--- START ---
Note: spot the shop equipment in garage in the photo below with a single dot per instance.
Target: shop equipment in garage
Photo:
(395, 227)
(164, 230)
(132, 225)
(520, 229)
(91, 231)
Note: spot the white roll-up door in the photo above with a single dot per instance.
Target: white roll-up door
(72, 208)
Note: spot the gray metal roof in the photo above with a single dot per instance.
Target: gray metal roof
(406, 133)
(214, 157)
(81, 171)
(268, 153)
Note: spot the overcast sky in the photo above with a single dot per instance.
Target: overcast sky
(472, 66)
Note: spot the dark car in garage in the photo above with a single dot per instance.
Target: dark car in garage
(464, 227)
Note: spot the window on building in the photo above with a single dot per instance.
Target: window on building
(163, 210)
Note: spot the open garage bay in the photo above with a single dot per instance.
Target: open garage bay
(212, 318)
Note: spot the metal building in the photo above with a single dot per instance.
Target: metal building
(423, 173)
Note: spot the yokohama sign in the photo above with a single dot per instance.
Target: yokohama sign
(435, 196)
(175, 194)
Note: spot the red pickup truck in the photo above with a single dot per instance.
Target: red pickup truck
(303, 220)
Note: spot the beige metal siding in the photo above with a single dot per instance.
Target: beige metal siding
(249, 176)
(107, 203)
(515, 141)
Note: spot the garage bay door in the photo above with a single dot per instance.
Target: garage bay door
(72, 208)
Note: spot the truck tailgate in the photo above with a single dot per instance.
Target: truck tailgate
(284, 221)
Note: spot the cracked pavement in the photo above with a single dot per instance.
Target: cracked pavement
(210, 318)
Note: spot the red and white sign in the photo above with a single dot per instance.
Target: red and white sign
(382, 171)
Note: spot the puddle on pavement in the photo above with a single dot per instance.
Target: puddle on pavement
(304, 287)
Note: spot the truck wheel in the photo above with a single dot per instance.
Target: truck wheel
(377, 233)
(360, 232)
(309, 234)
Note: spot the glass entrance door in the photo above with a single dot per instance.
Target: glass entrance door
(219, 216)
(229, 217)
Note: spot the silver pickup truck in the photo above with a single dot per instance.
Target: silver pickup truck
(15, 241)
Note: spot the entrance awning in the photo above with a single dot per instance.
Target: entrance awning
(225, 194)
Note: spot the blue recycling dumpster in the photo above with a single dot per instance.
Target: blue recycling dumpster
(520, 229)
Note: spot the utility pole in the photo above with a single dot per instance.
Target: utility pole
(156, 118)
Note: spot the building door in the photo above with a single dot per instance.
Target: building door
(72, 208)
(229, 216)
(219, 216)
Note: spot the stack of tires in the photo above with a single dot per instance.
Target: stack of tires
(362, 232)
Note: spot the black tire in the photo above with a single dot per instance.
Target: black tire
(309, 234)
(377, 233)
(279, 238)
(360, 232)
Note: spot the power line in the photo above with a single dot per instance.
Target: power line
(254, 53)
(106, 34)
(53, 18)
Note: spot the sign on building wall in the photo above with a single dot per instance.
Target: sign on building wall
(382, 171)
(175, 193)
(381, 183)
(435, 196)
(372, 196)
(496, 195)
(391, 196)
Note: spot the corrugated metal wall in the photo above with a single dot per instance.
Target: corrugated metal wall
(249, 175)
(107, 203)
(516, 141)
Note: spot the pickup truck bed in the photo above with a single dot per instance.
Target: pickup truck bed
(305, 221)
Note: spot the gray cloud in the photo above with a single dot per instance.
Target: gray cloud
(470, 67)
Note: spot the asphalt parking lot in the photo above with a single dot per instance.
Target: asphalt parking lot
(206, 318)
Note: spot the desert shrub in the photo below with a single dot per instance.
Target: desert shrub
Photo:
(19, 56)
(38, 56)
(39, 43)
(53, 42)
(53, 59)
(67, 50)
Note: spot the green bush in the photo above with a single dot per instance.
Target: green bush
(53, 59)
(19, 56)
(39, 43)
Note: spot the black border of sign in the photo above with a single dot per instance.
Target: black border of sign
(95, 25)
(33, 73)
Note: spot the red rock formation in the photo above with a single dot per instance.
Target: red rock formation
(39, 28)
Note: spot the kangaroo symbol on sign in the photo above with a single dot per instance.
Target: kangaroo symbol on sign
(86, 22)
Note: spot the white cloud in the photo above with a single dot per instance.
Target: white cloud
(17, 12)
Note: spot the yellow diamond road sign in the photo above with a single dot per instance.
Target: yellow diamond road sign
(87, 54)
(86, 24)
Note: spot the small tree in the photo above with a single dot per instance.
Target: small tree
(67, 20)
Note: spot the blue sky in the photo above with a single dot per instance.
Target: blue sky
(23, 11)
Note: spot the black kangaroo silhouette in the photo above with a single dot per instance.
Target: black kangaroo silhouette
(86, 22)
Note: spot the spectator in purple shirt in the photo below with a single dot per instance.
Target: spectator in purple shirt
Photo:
--- END ---
Your assignment:
Look through the entries above; copy every line holding the string "below".

Written solution:
Note: spot the shop equipment in garage in the photo below with a single dot per instance.
Note: spot the desert shrub in the photo below with a single dot per instance.
Note: spot the spectator in purple shirt in the photo below with a single dot per instance.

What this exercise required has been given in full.